**Data records:**
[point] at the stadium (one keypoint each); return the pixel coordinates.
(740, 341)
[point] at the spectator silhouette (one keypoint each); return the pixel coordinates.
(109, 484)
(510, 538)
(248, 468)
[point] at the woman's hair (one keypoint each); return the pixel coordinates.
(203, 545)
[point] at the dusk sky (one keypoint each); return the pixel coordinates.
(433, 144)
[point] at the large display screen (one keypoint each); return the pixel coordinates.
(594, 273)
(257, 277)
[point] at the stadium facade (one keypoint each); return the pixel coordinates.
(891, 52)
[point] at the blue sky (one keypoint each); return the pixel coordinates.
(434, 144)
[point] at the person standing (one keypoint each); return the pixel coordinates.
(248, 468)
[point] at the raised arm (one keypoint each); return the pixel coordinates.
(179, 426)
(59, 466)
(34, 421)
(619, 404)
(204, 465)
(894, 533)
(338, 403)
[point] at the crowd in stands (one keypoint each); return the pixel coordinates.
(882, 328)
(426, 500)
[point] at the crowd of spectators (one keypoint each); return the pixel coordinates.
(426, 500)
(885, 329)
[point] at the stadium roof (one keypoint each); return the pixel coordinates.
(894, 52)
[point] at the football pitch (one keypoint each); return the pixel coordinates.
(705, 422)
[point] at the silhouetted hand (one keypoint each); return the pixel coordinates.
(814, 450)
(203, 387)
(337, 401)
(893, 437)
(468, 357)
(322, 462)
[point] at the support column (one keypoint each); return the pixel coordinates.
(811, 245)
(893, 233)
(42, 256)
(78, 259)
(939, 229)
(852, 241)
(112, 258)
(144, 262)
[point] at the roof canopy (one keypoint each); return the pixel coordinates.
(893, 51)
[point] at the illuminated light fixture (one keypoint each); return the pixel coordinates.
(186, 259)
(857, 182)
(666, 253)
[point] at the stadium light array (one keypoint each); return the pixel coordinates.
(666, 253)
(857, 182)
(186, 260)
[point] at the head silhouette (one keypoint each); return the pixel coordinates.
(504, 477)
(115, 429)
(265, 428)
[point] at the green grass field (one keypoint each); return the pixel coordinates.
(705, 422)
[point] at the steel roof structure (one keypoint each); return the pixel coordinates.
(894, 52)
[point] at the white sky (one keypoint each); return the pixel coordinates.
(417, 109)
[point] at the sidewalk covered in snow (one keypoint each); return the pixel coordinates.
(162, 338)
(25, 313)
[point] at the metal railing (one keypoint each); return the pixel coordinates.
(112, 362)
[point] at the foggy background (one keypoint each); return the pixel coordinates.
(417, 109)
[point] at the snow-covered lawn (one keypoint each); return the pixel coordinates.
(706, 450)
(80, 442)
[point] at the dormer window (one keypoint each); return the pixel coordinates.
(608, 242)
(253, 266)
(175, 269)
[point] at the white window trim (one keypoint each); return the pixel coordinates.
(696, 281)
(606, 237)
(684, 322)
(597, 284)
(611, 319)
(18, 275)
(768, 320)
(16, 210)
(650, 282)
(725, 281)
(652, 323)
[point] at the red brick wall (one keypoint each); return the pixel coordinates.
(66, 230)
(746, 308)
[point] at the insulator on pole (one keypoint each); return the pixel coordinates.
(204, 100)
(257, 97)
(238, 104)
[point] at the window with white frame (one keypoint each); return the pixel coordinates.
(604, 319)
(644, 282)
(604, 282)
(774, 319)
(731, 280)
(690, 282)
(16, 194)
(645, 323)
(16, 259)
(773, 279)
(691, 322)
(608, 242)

**Task statement:**
Starting at the line that contains "[point] at the support" and running through the end of the entries, write out every line again, requests included, and shift each pixel coordinate by adding 39 to both of its numbers.

**Problem solution:**
[point] at the support column (one keypoint each); return the pixel coordinates.
(850, 284)
(932, 272)
(81, 295)
(117, 298)
(978, 268)
(891, 280)
(151, 297)
(183, 301)
[point] at the roof canopy (one keypoint each); return the pixel coordinates.
(932, 90)
[point] at the illuminated light fixture (one keypoint each); return the pixel coordinates.
(225, 298)
(896, 221)
(705, 292)
[point] at the stadium light array (one keypoint each); return the pixel coordinates.
(705, 292)
(896, 221)
(225, 299)
[point] at the head silhouette (one keypoint each); return the pixel coordinates.
(543, 516)
(154, 468)
(304, 467)
[point] at the green grass field (one keypoint each); return the pixel coordinates.
(744, 461)
[point] at the steel roof structure (one keypoint each); return the pixel coordinates.
(933, 91)
[point] at the white sky (one keypoint each); return the pixel coordinates.
(456, 148)
[point] at the sidewalk covered in snow (one keypoint each); return the pixel coordinates.
(201, 377)
(64, 352)
[point] at the metal railing (one keypoint each); return the pixel coordinates.
(151, 401)
[point] at the foggy background (one keypoint each); return the pixel coordinates.
(456, 148)
[point] at the snow-covered lawn (one keypoint each); return the pixel coordinates.
(745, 489)
(119, 481)
[point] at the dormer window (one keypoint each); return the pixel coordinates.
(647, 281)
(292, 305)
(214, 308)
[point] at the white window trim (one keypoint each); return the pixel coordinates.
(735, 320)
(645, 276)
(723, 361)
(636, 323)
(650, 358)
(57, 314)
(807, 359)
(55, 249)
(689, 321)
(764, 320)
(691, 362)
[point] at the red brick wall (one keypoint each); return the pixel coordinates.
(105, 269)
(785, 347)
[point] at the insulator on pole (one keypoint each); return the pixel coordinates.
(243, 139)
(296, 136)
(277, 143)
[point] at the window with white frame (one keypoint each); return the pixel coordinates.
(643, 358)
(683, 321)
(643, 321)
(813, 358)
(770, 319)
(729, 321)
(55, 233)
(684, 362)
(55, 298)
(812, 318)
(730, 361)
(647, 281)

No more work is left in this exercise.